With nothing added or dropped, copy the data that follows exactly.
==*==
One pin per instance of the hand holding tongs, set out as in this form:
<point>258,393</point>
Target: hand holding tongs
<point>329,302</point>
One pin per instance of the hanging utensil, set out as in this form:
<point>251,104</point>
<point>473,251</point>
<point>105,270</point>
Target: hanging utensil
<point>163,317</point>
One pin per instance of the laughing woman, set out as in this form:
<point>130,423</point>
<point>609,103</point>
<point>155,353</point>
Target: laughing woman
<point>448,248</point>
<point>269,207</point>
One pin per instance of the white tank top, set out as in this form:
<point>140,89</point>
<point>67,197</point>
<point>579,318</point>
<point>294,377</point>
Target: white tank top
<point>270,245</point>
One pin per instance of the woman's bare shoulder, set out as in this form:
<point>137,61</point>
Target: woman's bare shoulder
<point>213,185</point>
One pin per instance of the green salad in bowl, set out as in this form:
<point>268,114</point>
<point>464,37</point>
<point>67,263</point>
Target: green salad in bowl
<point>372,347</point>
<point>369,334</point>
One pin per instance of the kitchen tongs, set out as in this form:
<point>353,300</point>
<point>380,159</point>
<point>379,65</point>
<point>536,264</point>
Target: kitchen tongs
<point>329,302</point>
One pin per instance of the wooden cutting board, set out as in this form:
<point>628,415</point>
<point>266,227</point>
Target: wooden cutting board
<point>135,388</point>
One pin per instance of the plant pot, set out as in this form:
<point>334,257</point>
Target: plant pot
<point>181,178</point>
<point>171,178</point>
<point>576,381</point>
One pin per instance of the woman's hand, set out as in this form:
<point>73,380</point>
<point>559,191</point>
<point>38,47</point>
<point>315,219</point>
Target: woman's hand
==*==
Solved exercise ->
One pin per instance of the hand holding tongs, set out as in this form:
<point>258,393</point>
Target: hand holding tongs
<point>329,302</point>
One pin per instance of the hanging utensil, set out as in this form:
<point>251,104</point>
<point>473,251</point>
<point>105,270</point>
Target: hanging utensil
<point>163,317</point>
One pin per instance of the laughing woman, set out as in this form:
<point>130,423</point>
<point>609,103</point>
<point>155,353</point>
Target: laughing woman
<point>448,248</point>
<point>269,207</point>
One pin per instance of the white tank top, set out as in this form:
<point>140,89</point>
<point>67,197</point>
<point>579,318</point>
<point>294,377</point>
Target: white tank top
<point>270,245</point>
One pin per instance of the woman's bare shoulder, set out as in this form:
<point>137,61</point>
Target: woman's bare shoulder
<point>213,185</point>
One pin per instance of the green salad in bowl, set out as in this form:
<point>268,114</point>
<point>464,37</point>
<point>67,263</point>
Target: green salad in bowl
<point>372,347</point>
<point>369,334</point>
One pin per instance of the kitchen tongs, set out as in this form:
<point>353,300</point>
<point>380,159</point>
<point>379,65</point>
<point>536,264</point>
Target: kitchen tongs
<point>329,302</point>
One pin per instance of the wooden cutting board, set out as in this form:
<point>628,415</point>
<point>266,227</point>
Target: wooden cutting board
<point>135,388</point>
One pin per instance of the plant pot, set out as in this form:
<point>334,257</point>
Target: plant pot
<point>181,178</point>
<point>171,178</point>
<point>576,381</point>
One pin per instance of the woman's hand, set out as in this form:
<point>73,380</point>
<point>559,191</point>
<point>38,47</point>
<point>315,219</point>
Target: woman's hand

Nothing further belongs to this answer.